*** Data in this exercise ***

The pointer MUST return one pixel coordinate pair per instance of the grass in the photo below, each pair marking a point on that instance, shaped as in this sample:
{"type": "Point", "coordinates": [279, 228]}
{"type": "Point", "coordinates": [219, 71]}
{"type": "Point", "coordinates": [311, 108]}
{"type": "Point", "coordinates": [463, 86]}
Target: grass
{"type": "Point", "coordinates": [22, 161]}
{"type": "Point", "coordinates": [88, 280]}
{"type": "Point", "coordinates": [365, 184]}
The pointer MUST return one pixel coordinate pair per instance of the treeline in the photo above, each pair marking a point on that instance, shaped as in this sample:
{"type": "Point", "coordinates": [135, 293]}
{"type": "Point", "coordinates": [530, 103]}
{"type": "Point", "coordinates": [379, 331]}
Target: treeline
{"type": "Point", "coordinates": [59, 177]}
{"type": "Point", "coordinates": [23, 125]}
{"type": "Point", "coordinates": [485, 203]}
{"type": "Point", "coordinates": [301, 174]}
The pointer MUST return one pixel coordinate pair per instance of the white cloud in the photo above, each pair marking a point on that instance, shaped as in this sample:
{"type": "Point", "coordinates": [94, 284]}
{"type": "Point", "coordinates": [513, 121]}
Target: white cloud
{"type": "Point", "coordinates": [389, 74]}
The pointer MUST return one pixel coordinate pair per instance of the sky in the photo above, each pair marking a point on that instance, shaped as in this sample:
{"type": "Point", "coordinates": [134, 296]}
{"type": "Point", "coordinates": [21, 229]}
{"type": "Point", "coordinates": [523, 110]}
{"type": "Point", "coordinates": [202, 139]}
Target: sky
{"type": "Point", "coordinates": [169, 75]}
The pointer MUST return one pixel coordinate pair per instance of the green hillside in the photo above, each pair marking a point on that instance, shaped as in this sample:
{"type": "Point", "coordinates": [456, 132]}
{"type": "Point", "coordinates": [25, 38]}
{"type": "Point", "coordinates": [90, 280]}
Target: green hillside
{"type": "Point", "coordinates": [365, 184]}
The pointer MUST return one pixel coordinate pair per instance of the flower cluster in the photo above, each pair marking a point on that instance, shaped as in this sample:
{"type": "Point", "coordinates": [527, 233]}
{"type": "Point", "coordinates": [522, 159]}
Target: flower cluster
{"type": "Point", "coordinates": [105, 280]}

***

Reproduce every one of the records above, character for character.

The pointer MUST return one pixel coordinate pair per instance of the grass in the photo below, each pair marking a point on that instance, shaped as in this sample:
{"type": "Point", "coordinates": [279, 228]}
{"type": "Point", "coordinates": [219, 71]}
{"type": "Point", "coordinates": [311, 108]}
{"type": "Point", "coordinates": [463, 86]}
Target: grass
{"type": "Point", "coordinates": [22, 161]}
{"type": "Point", "coordinates": [88, 280]}
{"type": "Point", "coordinates": [365, 184]}
The pointer MUST return one pixel coordinate pair per instance of the treeline in the photo above, each pair marking a point on that instance, shaped as in this sample:
{"type": "Point", "coordinates": [135, 293]}
{"type": "Point", "coordinates": [530, 103]}
{"type": "Point", "coordinates": [379, 331]}
Target: treeline
{"type": "Point", "coordinates": [59, 177]}
{"type": "Point", "coordinates": [23, 125]}
{"type": "Point", "coordinates": [485, 203]}
{"type": "Point", "coordinates": [301, 174]}
The pointer MUST return one pixel coordinate pair per instance of the white cloud in the photo above, each pair marking a point on that instance, shaped as in this sample:
{"type": "Point", "coordinates": [94, 284]}
{"type": "Point", "coordinates": [513, 121]}
Target: white cloud
{"type": "Point", "coordinates": [389, 74]}
The pointer MUST return one pixel coordinate pair per instance of the sky in the photo above, each pair marking a point on that instance, shaped as in this sample:
{"type": "Point", "coordinates": [134, 296]}
{"type": "Point", "coordinates": [21, 229]}
{"type": "Point", "coordinates": [523, 110]}
{"type": "Point", "coordinates": [202, 139]}
Target: sky
{"type": "Point", "coordinates": [169, 75]}
The pointer MUST return one pixel coordinate pair per instance of the green hillside in the photo above, each pair marking a point on that instance, shaped as in this sample:
{"type": "Point", "coordinates": [456, 132]}
{"type": "Point", "coordinates": [25, 38]}
{"type": "Point", "coordinates": [90, 280]}
Target: green hillside
{"type": "Point", "coordinates": [365, 184]}
The pointer MUST return one pixel coordinate pair per instance of the flower cluster in the photo above, each pair marking a point on that instance, shaped as in this sample:
{"type": "Point", "coordinates": [527, 233]}
{"type": "Point", "coordinates": [522, 159]}
Target: flower cluster
{"type": "Point", "coordinates": [105, 280]}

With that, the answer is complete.